● **Task description**
In the records below, find each line containing the word "photo" and copy it.

[Opening Data shown section]

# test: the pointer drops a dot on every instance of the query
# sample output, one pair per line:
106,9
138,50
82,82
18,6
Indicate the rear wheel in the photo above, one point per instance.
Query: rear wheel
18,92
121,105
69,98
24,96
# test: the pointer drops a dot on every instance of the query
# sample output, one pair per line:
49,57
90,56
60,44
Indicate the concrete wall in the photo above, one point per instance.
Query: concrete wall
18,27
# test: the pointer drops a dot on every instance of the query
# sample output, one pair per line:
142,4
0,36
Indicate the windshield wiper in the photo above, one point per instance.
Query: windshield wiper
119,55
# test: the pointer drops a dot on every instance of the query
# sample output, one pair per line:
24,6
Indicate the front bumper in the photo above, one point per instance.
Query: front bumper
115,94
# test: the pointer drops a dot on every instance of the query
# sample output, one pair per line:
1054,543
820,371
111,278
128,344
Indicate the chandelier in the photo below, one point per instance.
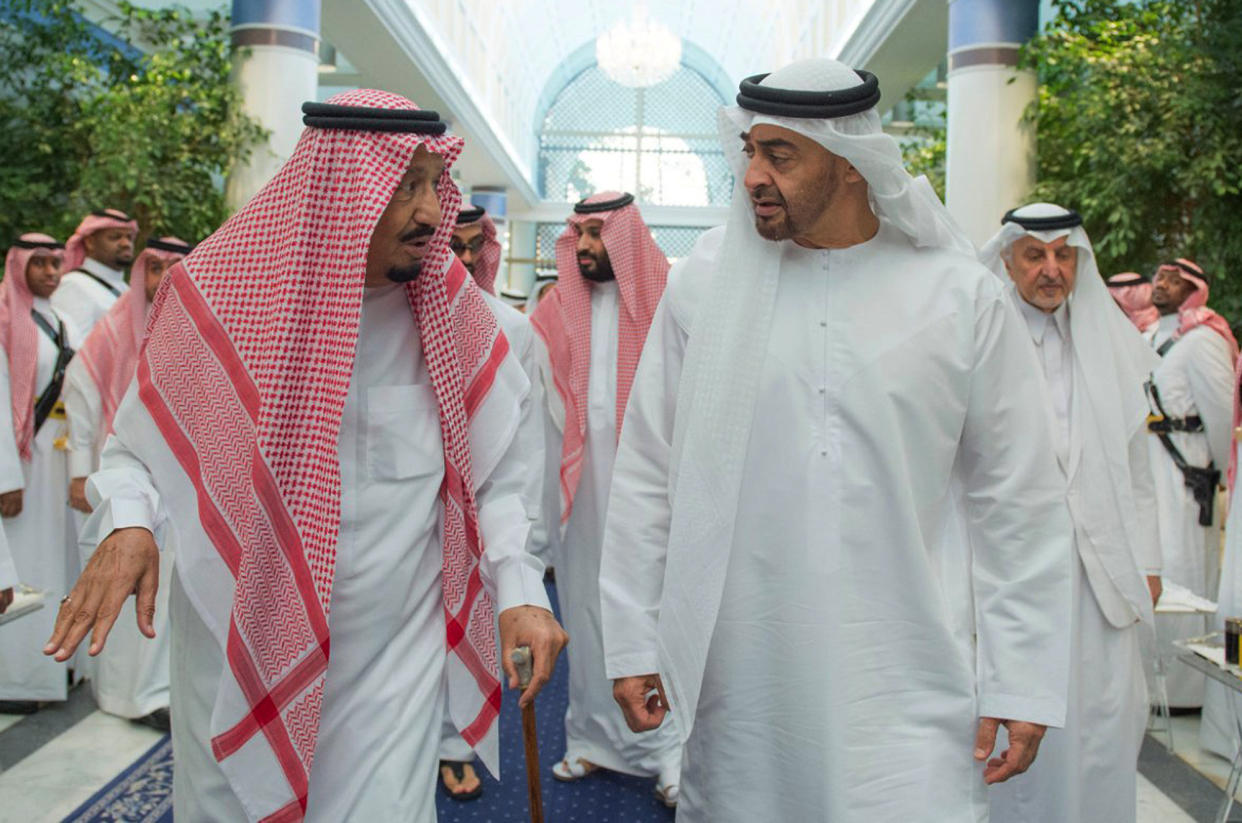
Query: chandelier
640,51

[Closing Data shown section]
[Opening Data shown section]

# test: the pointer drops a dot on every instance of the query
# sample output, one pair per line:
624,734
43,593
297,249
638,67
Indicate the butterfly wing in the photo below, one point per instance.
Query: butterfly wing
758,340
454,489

[Closing Data shown section]

● **Answer for the task**
Indicate the rear wheel in the photo above, one point per instance.
Indicate the concrete wall in the photo above, one point per instance.
Indicate the windshield wiper in the photo above, one point per instance.
Indicate the front bumper in the photo above, one point per instance.
Indicate the chandelier in the photo below, one point per instance.
Indicate the butterfly wing in the photo below, one point per instance.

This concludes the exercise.